*** Page extract ***

Walk the Line
They call it “La Linea,” (the line) – a stretch of disused railway track that snakes its way across Guatemala City. It runs for miles, and thousands of people have scavenged sheet tin and garbage to build simple shacks along its twisting banks. The community we were looking for is in the heart of Guatemala City’s historic center. Behind the presidential palace and the national congress, fronted by law courts, police stations, and major hospitals, La Linea winds its way past seats of power and into some of the most dangerous streets in the world.
We’d come to meet the sex-trade workers who made this area infamous. For years we’d wondered how to reach out to some of the prostitutes who worked the bars and street corners of every city and tiny town in this country. It turns out, it’s a lot easier than we imagined: just ask directions to the red light district and when you arrive say, “Hello ladies, nice to meet you!” And that’s pretty much how it happened, except for the part where we turned a corner and stepped out of the familiarity of urban poverty and into a staggering new reality.Tiny, single-roomed dwellings run along each side of the track. Each room has a bed and a woman. The women, dressed in cheap lingerie, stood in the doorways and watched in eerie silence. It was early, and I guess there wasn’t much trade about, so they followed us with their eyes and waited.

*** End of Page extract ***

### Work to complete
A: Decide whether each statement agrees with the account of La Linea, answering yes or no and quoting the words of the account that settle it: (i) La Linea is a stretch of disused railway track. (ii) Reaching the sex-trade workers proved harder than the visitors expected. (iii) The women in the doorways called out to the visitors.
B: Write the next part of the account of La Linea, picking up after its last sentence.

*** Data extract ***

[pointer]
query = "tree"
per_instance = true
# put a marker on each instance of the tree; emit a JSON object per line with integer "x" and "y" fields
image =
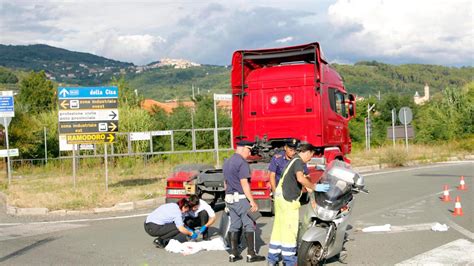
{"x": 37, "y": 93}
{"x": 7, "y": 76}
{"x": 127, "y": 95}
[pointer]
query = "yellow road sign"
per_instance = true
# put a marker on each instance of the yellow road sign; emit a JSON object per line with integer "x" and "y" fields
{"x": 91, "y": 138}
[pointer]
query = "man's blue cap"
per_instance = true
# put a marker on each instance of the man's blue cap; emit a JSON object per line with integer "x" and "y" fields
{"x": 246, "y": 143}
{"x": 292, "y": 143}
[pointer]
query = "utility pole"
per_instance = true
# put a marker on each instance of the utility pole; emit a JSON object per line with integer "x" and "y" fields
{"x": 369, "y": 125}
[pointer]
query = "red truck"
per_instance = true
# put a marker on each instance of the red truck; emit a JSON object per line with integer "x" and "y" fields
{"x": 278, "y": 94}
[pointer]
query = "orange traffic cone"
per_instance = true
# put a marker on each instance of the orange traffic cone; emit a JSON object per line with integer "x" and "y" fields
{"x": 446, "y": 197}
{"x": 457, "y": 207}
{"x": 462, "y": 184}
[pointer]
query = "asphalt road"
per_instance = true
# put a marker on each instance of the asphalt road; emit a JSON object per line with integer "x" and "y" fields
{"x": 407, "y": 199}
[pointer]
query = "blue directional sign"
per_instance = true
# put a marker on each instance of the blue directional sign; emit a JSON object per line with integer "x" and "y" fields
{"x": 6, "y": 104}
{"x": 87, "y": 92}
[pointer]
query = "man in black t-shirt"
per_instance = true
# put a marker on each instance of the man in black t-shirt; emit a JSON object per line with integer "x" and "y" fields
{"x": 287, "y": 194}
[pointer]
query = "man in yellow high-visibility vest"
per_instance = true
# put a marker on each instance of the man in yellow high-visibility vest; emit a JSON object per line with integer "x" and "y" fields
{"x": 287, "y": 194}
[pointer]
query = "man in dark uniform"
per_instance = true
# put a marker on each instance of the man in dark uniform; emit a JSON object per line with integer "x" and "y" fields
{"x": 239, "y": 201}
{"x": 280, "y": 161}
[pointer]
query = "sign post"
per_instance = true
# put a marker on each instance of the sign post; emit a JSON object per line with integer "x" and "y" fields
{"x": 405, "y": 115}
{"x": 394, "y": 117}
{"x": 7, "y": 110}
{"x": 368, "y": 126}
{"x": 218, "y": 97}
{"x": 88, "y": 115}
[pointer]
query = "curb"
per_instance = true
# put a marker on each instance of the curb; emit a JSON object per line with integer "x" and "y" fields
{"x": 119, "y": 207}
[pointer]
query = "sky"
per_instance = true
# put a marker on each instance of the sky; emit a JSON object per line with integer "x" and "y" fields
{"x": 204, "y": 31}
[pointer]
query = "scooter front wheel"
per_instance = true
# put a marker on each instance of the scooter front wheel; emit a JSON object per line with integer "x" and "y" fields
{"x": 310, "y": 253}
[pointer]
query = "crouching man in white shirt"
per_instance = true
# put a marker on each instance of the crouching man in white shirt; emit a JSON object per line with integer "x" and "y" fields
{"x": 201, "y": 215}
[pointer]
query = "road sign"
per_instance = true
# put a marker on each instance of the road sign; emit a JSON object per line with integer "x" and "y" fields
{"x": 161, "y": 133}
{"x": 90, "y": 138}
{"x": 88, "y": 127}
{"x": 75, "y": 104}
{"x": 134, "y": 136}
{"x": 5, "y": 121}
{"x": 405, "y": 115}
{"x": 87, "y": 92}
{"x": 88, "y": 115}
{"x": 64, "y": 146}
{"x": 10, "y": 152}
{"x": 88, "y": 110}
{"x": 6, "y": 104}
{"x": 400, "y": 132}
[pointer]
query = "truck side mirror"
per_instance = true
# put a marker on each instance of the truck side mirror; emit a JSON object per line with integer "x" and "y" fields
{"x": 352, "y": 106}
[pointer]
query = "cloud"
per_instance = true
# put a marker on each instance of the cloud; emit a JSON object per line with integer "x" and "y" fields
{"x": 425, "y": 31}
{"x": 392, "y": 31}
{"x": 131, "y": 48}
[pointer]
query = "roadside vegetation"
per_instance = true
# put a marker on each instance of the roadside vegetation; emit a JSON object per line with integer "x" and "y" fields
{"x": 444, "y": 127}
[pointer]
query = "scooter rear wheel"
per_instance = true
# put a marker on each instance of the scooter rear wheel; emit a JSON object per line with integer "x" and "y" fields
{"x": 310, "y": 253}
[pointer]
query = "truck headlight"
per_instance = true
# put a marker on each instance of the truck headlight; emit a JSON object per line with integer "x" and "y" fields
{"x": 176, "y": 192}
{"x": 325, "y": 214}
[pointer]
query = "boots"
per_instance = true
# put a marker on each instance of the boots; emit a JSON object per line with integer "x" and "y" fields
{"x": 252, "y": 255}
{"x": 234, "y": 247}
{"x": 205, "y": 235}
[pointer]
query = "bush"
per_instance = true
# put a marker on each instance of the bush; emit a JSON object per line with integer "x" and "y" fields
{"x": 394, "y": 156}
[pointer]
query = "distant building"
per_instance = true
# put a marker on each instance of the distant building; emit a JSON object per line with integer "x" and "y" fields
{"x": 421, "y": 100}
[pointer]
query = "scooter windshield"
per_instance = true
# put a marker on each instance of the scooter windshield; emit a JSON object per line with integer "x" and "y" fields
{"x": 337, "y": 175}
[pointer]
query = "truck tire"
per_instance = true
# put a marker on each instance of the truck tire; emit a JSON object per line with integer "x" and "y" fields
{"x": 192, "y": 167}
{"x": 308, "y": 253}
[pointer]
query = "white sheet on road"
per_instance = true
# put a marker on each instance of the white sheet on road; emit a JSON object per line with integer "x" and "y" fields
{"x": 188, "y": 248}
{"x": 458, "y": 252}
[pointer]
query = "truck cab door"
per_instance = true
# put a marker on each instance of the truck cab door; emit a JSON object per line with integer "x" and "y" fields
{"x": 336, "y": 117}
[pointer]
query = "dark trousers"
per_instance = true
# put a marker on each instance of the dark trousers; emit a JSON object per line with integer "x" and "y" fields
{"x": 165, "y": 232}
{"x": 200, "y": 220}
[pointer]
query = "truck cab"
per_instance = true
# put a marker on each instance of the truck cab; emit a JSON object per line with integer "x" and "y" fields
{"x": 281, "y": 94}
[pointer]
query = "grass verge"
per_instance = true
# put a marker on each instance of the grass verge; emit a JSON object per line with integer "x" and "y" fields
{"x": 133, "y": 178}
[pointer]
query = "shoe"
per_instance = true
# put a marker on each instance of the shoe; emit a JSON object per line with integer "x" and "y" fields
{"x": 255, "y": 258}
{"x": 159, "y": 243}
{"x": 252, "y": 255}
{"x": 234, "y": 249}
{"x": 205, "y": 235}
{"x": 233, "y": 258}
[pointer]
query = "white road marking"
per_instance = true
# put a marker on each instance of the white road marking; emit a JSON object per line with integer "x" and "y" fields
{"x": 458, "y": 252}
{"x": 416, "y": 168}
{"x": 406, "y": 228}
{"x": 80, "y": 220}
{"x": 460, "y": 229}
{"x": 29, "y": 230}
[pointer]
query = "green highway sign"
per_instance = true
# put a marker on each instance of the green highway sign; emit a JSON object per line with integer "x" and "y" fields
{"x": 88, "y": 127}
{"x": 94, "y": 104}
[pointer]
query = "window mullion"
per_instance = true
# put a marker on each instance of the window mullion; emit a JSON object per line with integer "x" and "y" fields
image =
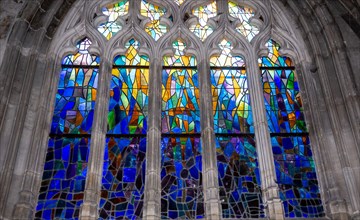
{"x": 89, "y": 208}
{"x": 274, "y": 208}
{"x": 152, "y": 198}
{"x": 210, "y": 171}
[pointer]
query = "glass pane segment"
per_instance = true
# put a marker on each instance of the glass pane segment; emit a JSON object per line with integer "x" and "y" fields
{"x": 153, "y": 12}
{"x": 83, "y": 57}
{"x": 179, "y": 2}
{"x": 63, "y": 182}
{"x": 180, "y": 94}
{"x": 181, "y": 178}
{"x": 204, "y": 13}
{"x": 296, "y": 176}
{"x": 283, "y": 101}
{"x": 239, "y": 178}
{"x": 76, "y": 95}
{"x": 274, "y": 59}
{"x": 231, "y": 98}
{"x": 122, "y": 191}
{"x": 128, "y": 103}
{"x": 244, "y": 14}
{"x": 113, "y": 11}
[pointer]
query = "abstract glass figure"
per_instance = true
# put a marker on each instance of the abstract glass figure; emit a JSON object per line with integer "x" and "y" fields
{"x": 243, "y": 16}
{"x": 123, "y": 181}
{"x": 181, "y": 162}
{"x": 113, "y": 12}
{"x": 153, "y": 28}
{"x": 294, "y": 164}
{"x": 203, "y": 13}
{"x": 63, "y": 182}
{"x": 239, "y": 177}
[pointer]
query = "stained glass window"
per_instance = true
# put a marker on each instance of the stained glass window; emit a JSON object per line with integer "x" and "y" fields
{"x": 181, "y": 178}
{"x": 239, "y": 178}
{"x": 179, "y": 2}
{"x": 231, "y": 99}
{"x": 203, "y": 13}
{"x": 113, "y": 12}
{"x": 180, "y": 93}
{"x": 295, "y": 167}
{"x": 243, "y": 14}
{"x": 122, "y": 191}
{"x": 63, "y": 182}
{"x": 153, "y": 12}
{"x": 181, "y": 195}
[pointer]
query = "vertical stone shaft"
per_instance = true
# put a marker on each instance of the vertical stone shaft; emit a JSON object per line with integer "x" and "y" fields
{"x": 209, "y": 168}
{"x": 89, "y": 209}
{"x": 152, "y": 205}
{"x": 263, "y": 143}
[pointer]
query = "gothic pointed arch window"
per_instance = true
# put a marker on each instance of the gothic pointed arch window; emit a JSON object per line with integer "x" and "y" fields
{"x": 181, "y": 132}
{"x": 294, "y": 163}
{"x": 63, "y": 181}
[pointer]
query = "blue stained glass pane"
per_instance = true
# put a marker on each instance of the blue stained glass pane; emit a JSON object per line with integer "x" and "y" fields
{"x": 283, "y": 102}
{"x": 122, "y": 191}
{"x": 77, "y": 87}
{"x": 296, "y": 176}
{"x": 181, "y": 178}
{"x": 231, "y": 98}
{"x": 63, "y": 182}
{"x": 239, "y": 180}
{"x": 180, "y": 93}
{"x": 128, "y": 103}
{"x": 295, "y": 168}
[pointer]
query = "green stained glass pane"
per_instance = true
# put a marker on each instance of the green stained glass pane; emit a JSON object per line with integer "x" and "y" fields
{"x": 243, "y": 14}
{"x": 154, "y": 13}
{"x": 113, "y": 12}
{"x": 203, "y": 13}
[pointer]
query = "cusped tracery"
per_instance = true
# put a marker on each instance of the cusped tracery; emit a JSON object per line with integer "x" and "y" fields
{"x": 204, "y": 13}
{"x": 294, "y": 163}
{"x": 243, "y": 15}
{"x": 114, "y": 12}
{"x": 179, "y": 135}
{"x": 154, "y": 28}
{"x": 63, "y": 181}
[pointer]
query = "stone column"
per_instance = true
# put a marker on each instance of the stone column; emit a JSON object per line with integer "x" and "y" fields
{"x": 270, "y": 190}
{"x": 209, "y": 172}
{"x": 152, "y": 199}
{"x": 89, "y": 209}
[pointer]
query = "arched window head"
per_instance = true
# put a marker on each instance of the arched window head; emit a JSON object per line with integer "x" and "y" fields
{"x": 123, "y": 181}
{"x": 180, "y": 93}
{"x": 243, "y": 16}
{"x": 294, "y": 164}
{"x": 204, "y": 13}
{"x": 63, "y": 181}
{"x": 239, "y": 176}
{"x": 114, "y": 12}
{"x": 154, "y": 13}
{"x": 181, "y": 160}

*** End of Data extract ***

### Answers to the tasks
A:
(i) Yes: "a stretch of disused railway track that snakes its way across Guatemala City"
(ii) No: "It turns out, it’s a lot easier than we imagined"
(iii) No: "stood in the doorways and watched in eerie silence"

B:
Our plan was to make friends, so we went from room to room, handing out small packages. Conversations were simple:
“Hi, how are you?”
“Um, fine…” she whispered.
“I have a gift for you. Here.”
She looked confused.
“It’s okay, really. We just want to give you a gift. Pretend it’s Christmas.”
Slowly, she reached out her hand and took the bag. A slight smile fluttered across her lips as we moved to the next room.
“Hi, sweetie, I have a gift for you.”
She crept forward, and raised a shy hand to take the bag. Mercy but she was beautiful. Tiny, delicate, doll-like – it made no sense that something so perfect could be in such a ruined place. One of our friends asked her age.
No words. Every woman was gracious. Some wanted to chat, others wanted to share the stories of their broken lives. Some just wanted to watch. Gringos on La Linea…we were a spectacle.
We smelled the last room before we reached it. Urine seeped into the walls and pooled around the crumbling front step. Her door was the toilet for men on the prowl. Most of the women we spoke to use the rooms by day. La Linea is far too dangerous at night. But for this woman, it was home.
“We’ve been told it’s very dangerous here at night. Is that right?”
“Yes,” she nodded. “I’m always frightened.”
Her room was squalid – dark, rank, and lit by the flickering light of a single candle jammed into the adobe wall. She struggled to hide her near-nakedness with rags.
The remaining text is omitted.